• [DESCRIPTION OF THE TASK] Lines from the one containing "Please inspect the picture provided and identify white and" through the last line of the data below are to be returned exactly; leave out the rest.

(Dataset records)
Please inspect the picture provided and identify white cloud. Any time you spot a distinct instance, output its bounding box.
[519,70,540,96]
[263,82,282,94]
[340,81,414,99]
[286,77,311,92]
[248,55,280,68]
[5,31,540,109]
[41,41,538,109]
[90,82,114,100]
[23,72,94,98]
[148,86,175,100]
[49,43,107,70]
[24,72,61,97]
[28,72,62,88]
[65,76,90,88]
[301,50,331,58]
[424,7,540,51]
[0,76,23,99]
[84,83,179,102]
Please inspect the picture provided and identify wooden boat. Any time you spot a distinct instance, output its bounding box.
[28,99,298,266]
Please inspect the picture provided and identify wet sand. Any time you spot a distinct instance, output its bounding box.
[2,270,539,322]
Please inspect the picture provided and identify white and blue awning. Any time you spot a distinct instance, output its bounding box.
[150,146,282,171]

• [RESULT FOR THIS EXERCISE]
Please inspect the picture provided and identify white and blue awning. Any time you spot a distinct instance, output its bounding box.
[150,146,282,171]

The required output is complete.